Islam moderato?
No, grazie!


di Sûrî

Nella dialettica araba, è frequente partire da temi apparentemente molto lontani per poi ricongiungersi all'argomento principale, in modo da affrontare il discorso in maniera fluida ed esaustiva, per dare un quadro completo delle argomentazioni, ed assumere un'ottica esterna alla trama del ragionamento.

È un metodo molto funzionale, anche se poco pratico per lo scrittore, o il lettore distratto. Dunque non preoccupatevi dell'apparente dispersività, il filo da seguire è molto logico.


Acchiappafantasmi

Avete mai visto il film "Ghostbusters"? potrebbe sembrare strano, ma questo è un ottimo punto di partenza per le mie argomentazioni.

In sintesi il film parla di questi "acchiappafantasmi", un gruppo di ragazzi specializzati nel catturare entità ectoplasmatiche, che tentano di salvare la città di New York dall'attacco improvviso ed inaspettato da parte di un numero molto elevato di spettri, che sono una minaccia, data la loro ferocia, all'incolumità della popolazione. I quattro, con l'aiuto della moderna tecnologia e di una buona dose di umorismo yankee, riescono nell'impresa, salvando così la città -e il mondo- da questa feroce invasione, che si sarebbe altrimenti tramutata in un'immane tragedia collettiva.

Niente di male: è un film di chiaro stampo americano, con una classica trama ed un classico epilogo. Ma la mia non è una critica cinematografica.

Vorrei riportarvi alla memoria un piccolo particolare, un dettaglio che aprirà le porte al mio tema: si tratta di un piccolo fantasmino verdastro, "Slimer", se non erro, il quale è fedele amico ed alleato dei quattro acchiappafantasmi.

☆ ☆ ☆ ☆

• Consegna a: Nel testo sull'Islam moderato, quale città salvano gli acchiappafantasmi del film?

[Etichette dei punti sugli oggetti]

☆ ☆ ☆ ☆

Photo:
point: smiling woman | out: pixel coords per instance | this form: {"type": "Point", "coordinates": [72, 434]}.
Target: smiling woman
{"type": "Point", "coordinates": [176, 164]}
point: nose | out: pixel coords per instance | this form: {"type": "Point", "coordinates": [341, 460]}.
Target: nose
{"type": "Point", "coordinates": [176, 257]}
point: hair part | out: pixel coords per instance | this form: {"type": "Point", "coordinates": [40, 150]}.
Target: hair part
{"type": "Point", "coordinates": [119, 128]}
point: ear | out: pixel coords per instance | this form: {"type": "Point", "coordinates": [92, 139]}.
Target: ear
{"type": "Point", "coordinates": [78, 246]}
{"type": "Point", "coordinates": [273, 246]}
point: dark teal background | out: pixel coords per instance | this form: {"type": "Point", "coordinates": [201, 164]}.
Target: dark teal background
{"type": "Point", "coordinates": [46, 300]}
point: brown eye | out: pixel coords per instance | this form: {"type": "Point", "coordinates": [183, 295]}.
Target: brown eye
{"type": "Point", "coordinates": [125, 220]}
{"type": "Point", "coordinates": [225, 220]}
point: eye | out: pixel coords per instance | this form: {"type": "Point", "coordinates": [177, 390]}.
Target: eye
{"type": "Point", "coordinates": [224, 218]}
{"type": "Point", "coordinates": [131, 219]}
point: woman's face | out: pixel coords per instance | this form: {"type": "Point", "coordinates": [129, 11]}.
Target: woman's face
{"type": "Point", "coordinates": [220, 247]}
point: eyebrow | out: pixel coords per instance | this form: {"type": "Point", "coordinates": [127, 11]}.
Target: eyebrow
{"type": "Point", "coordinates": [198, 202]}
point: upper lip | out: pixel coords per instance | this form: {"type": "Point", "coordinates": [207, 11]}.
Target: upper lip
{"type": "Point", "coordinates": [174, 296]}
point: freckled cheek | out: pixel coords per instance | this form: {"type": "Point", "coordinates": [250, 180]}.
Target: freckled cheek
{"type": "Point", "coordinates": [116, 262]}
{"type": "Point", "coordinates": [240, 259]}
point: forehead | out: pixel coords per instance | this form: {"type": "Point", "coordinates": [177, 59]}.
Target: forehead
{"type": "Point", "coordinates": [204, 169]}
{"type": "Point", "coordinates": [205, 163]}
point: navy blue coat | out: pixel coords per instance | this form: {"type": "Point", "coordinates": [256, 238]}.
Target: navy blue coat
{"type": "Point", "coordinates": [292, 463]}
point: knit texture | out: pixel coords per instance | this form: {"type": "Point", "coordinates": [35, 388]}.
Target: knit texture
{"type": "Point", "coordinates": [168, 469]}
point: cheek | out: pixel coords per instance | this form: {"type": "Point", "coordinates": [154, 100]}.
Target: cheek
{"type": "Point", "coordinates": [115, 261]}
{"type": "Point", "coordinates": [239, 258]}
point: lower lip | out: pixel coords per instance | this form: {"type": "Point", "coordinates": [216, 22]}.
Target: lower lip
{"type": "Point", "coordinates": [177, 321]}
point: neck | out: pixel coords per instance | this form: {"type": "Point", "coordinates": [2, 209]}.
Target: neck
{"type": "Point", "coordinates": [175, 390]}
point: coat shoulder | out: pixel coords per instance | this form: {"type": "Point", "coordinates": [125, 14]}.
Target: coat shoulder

☆ ☆ ☆ ☆

• Consegna b: Scala e riporta di nuovo le righe dalla riga che contiene "point: cheek |" fino all'ultima riga, richieste comprese. Moltiplica per 0,35 le coordinate delle risposte, non quelle delle richieste né quelle dei formati di esempio, e arrotonda all'intero, con le metà per eccesso.

• Risposta corretta a: New York.

• Risposta corretta b:
point: cheek | out: pixel coords per instance | this form: {"type": "Point", "coordinates": [154, 100]}.
Target: cheek
{"type": "Point", "coordinates": [40, 91]}
{"type": "Point", "coordinates": [84, 90]}
point: lower lip | out: pixel coords per instance | this form: {"type": "Point", "coordinates": [216, 22]}.
Target: lower lip
{"type": "Point", "coordinates": [62, 112]}
point: neck | out: pixel coords per instance | this form: {"type": "Point", "coordinates": [2, 209]}.
Target: neck
{"type": "Point", "coordinates": [61, 137]}
point: coat shoulder | out: pixel coords per instance | this form: {"type": "Point", "coordinates": [125, 14]}.
Target: coat shoulder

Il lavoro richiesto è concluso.